Activity>
Within the material below, count each line holding the string "combat" and return the total alone.

Supplied data>
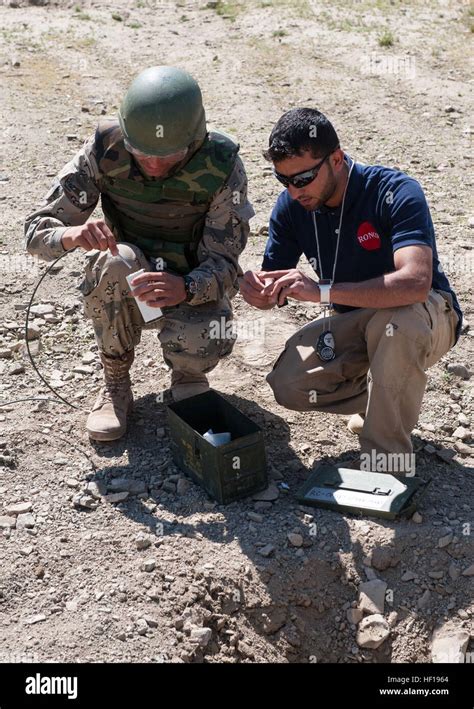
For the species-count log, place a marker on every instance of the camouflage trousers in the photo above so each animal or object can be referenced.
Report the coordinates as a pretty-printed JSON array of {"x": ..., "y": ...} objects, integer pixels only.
[{"x": 188, "y": 333}]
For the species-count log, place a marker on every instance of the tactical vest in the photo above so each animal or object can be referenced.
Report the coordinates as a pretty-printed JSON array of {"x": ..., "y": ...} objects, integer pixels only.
[{"x": 164, "y": 218}]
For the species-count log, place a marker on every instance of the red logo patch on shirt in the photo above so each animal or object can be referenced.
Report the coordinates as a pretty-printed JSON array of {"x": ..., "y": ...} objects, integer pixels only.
[{"x": 367, "y": 237}]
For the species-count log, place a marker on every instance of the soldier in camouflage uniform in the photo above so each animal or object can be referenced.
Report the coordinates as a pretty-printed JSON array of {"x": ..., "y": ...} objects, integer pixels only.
[{"x": 174, "y": 198}]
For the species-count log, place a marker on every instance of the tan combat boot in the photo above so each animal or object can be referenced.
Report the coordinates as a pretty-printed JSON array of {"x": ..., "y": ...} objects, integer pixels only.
[
  {"x": 108, "y": 419},
  {"x": 185, "y": 384}
]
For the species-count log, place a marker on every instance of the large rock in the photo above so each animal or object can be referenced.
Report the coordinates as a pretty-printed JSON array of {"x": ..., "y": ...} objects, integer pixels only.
[
  {"x": 372, "y": 631},
  {"x": 449, "y": 645},
  {"x": 372, "y": 596}
]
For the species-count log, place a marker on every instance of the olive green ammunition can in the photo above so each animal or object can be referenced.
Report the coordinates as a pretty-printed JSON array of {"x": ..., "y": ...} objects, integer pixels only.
[{"x": 227, "y": 472}]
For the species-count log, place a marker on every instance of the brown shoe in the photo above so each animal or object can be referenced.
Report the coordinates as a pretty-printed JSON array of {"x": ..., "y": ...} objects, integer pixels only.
[
  {"x": 356, "y": 423},
  {"x": 184, "y": 385},
  {"x": 108, "y": 419}
]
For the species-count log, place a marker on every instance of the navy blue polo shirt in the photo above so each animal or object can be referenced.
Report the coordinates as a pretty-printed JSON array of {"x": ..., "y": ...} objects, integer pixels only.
[{"x": 384, "y": 210}]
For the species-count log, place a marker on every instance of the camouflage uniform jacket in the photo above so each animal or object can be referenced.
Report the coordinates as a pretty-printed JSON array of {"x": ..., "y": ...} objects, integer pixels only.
[{"x": 76, "y": 191}]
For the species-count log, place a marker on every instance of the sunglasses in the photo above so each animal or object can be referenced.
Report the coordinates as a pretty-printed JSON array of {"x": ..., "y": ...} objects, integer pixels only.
[{"x": 301, "y": 179}]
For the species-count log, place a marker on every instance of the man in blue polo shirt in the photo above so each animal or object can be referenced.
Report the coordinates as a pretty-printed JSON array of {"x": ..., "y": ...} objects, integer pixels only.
[{"x": 388, "y": 310}]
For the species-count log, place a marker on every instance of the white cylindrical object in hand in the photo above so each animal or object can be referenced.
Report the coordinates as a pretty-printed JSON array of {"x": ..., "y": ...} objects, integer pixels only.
[{"x": 148, "y": 312}]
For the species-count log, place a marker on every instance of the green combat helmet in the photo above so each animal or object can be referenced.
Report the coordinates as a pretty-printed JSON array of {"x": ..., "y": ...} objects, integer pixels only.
[{"x": 162, "y": 111}]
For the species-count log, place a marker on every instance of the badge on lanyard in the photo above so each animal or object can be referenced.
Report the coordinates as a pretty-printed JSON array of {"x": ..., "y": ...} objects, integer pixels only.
[{"x": 325, "y": 347}]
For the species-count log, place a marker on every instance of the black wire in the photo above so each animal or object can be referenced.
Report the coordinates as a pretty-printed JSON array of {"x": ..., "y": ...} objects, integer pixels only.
[
  {"x": 63, "y": 400},
  {"x": 31, "y": 398}
]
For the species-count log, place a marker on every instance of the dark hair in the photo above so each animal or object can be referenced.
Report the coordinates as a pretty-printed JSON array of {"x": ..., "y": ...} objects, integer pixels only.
[{"x": 299, "y": 130}]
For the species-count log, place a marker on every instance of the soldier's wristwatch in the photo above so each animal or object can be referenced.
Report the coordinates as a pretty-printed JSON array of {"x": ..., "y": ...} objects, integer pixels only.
[{"x": 190, "y": 286}]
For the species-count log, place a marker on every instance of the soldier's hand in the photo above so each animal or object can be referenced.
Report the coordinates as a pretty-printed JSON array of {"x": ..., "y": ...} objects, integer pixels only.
[
  {"x": 159, "y": 289},
  {"x": 251, "y": 287},
  {"x": 92, "y": 235}
]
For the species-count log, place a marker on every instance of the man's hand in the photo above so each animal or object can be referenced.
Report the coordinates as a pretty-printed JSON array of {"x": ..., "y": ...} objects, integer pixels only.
[
  {"x": 291, "y": 283},
  {"x": 251, "y": 287},
  {"x": 159, "y": 289},
  {"x": 89, "y": 236}
]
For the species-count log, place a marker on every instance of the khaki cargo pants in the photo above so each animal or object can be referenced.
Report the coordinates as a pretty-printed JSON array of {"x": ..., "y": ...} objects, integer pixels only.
[
  {"x": 379, "y": 369},
  {"x": 186, "y": 332}
]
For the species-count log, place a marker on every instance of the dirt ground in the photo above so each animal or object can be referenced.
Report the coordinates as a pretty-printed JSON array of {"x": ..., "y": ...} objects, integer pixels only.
[{"x": 167, "y": 574}]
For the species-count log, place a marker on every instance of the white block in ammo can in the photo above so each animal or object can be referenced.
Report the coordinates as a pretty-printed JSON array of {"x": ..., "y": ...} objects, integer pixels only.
[
  {"x": 148, "y": 312},
  {"x": 228, "y": 471}
]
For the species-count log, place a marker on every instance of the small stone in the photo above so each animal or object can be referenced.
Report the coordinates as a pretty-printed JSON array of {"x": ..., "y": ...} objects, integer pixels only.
[
  {"x": 464, "y": 449},
  {"x": 392, "y": 618},
  {"x": 354, "y": 616},
  {"x": 370, "y": 573},
  {"x": 97, "y": 489},
  {"x": 461, "y": 433},
  {"x": 372, "y": 596},
  {"x": 89, "y": 358},
  {"x": 267, "y": 550},
  {"x": 384, "y": 557},
  {"x": 32, "y": 619},
  {"x": 262, "y": 506},
  {"x": 201, "y": 636},
  {"x": 7, "y": 522},
  {"x": 296, "y": 540},
  {"x": 25, "y": 521},
  {"x": 454, "y": 572},
  {"x": 270, "y": 494},
  {"x": 459, "y": 370},
  {"x": 33, "y": 332},
  {"x": 424, "y": 600},
  {"x": 182, "y": 486},
  {"x": 115, "y": 497},
  {"x": 446, "y": 454},
  {"x": 18, "y": 508},
  {"x": 151, "y": 622},
  {"x": 39, "y": 571},
  {"x": 42, "y": 309},
  {"x": 142, "y": 542},
  {"x": 83, "y": 369},
  {"x": 84, "y": 501},
  {"x": 445, "y": 540},
  {"x": 141, "y": 626},
  {"x": 372, "y": 631},
  {"x": 436, "y": 574},
  {"x": 449, "y": 645},
  {"x": 255, "y": 517}
]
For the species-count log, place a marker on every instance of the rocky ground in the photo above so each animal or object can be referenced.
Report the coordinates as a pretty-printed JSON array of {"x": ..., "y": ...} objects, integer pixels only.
[{"x": 107, "y": 552}]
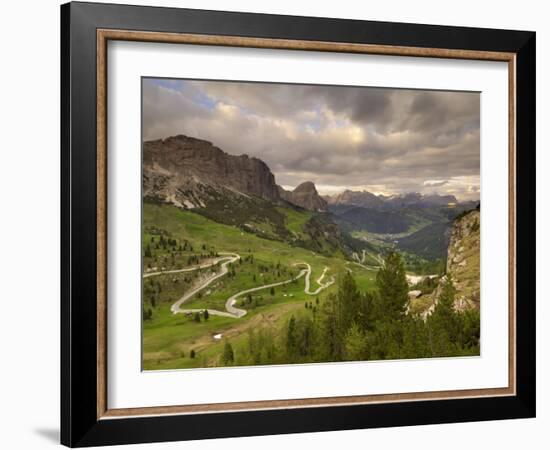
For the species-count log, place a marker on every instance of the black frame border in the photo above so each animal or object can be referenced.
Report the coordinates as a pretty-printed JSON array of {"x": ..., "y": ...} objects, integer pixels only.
[{"x": 79, "y": 424}]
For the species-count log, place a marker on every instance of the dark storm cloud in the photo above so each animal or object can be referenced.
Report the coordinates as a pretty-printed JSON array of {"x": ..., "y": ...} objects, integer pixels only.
[{"x": 383, "y": 140}]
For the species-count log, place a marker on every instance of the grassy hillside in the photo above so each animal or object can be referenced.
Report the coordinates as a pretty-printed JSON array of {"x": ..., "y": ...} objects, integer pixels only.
[
  {"x": 175, "y": 239},
  {"x": 430, "y": 242}
]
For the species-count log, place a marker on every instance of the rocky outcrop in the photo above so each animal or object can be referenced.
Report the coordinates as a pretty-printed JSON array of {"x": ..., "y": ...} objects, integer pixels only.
[
  {"x": 463, "y": 260},
  {"x": 363, "y": 199},
  {"x": 306, "y": 196},
  {"x": 187, "y": 172}
]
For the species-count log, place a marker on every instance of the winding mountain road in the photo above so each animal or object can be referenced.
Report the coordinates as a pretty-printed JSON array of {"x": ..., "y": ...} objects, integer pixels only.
[
  {"x": 189, "y": 269},
  {"x": 231, "y": 310}
]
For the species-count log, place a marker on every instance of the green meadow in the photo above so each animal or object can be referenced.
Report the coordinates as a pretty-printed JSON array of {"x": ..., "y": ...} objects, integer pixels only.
[{"x": 175, "y": 239}]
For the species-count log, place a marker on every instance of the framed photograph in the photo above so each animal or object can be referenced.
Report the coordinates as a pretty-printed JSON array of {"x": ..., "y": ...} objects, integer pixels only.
[{"x": 276, "y": 224}]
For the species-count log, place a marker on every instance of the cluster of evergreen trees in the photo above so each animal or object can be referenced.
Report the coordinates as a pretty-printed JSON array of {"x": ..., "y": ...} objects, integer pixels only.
[{"x": 353, "y": 325}]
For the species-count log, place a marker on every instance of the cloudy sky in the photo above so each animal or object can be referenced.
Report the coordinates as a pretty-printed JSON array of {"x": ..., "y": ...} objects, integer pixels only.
[{"x": 386, "y": 141}]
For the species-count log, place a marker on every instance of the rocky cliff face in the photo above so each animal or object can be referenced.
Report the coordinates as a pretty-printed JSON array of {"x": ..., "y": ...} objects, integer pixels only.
[
  {"x": 306, "y": 196},
  {"x": 187, "y": 172},
  {"x": 462, "y": 267},
  {"x": 463, "y": 260}
]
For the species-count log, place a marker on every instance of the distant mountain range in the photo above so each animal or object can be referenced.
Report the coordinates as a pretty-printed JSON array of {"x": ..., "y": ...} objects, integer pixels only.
[
  {"x": 240, "y": 190},
  {"x": 365, "y": 199}
]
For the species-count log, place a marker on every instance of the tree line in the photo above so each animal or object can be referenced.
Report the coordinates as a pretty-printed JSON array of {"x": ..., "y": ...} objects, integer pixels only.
[{"x": 350, "y": 325}]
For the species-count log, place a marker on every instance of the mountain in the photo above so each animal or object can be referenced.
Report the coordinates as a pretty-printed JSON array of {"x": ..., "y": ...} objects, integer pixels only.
[
  {"x": 463, "y": 256},
  {"x": 430, "y": 242},
  {"x": 363, "y": 199},
  {"x": 190, "y": 172},
  {"x": 193, "y": 173},
  {"x": 369, "y": 200},
  {"x": 306, "y": 196},
  {"x": 417, "y": 200},
  {"x": 372, "y": 220},
  {"x": 463, "y": 260}
]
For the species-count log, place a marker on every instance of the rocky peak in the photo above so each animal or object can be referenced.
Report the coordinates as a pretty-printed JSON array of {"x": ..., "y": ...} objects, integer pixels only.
[
  {"x": 463, "y": 260},
  {"x": 180, "y": 167},
  {"x": 306, "y": 196}
]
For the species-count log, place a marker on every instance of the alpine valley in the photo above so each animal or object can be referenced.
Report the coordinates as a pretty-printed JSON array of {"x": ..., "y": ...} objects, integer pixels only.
[{"x": 238, "y": 270}]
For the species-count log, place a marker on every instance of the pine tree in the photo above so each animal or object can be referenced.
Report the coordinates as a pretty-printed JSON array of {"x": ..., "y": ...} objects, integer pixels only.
[
  {"x": 392, "y": 286},
  {"x": 228, "y": 356},
  {"x": 355, "y": 343},
  {"x": 444, "y": 324},
  {"x": 291, "y": 338}
]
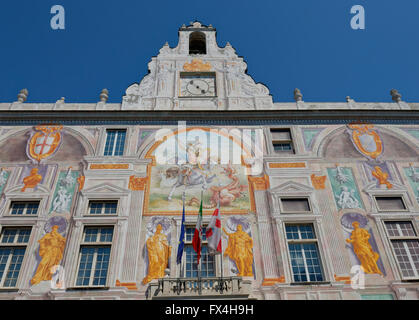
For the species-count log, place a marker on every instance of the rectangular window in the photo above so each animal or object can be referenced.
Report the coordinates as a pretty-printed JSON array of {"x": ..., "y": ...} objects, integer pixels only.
[
  {"x": 207, "y": 261},
  {"x": 13, "y": 242},
  {"x": 405, "y": 243},
  {"x": 304, "y": 253},
  {"x": 95, "y": 251},
  {"x": 297, "y": 205},
  {"x": 29, "y": 208},
  {"x": 115, "y": 142},
  {"x": 390, "y": 203},
  {"x": 282, "y": 141},
  {"x": 103, "y": 207}
]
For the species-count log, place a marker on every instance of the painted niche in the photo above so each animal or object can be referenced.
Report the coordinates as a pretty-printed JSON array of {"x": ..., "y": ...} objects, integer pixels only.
[
  {"x": 239, "y": 248},
  {"x": 361, "y": 243},
  {"x": 345, "y": 190},
  {"x": 157, "y": 249}
]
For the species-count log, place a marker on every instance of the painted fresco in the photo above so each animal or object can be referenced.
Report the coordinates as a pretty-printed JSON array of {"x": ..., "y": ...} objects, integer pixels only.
[
  {"x": 157, "y": 248},
  {"x": 194, "y": 166},
  {"x": 239, "y": 247},
  {"x": 31, "y": 176},
  {"x": 49, "y": 254},
  {"x": 345, "y": 190},
  {"x": 4, "y": 175},
  {"x": 412, "y": 174},
  {"x": 360, "y": 242},
  {"x": 64, "y": 191}
]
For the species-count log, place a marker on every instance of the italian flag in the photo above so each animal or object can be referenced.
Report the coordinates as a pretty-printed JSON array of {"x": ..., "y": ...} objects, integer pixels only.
[
  {"x": 197, "y": 238},
  {"x": 213, "y": 233}
]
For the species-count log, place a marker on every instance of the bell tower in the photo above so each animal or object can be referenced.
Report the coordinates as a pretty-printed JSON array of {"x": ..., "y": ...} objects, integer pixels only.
[{"x": 197, "y": 75}]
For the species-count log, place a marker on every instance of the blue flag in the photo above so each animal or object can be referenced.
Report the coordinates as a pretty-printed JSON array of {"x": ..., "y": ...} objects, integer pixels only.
[{"x": 182, "y": 238}]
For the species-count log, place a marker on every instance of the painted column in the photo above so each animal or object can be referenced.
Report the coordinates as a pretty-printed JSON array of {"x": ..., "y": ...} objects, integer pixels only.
[{"x": 267, "y": 243}]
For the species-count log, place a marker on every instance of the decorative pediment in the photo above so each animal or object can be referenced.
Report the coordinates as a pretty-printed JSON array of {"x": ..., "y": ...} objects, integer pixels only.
[
  {"x": 104, "y": 189},
  {"x": 374, "y": 188},
  {"x": 17, "y": 190},
  {"x": 291, "y": 187}
]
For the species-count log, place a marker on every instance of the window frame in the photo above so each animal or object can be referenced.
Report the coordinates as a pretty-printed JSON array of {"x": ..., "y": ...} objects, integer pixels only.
[
  {"x": 189, "y": 243},
  {"x": 406, "y": 208},
  {"x": 317, "y": 241},
  {"x": 9, "y": 212},
  {"x": 14, "y": 245},
  {"x": 88, "y": 214},
  {"x": 113, "y": 149},
  {"x": 283, "y": 211},
  {"x": 401, "y": 238},
  {"x": 285, "y": 141},
  {"x": 81, "y": 244}
]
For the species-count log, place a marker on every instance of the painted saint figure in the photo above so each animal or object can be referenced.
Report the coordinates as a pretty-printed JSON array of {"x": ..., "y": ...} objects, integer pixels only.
[
  {"x": 239, "y": 250},
  {"x": 61, "y": 201},
  {"x": 363, "y": 250},
  {"x": 51, "y": 249},
  {"x": 347, "y": 200},
  {"x": 2, "y": 177},
  {"x": 158, "y": 250},
  {"x": 32, "y": 180}
]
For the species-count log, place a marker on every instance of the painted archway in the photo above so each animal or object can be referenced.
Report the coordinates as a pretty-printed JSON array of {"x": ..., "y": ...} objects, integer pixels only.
[{"x": 185, "y": 160}]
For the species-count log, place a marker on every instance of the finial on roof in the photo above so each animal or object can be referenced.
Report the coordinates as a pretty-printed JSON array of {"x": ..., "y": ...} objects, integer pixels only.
[
  {"x": 62, "y": 100},
  {"x": 104, "y": 95},
  {"x": 395, "y": 95},
  {"x": 23, "y": 95},
  {"x": 297, "y": 95}
]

Task solution>
2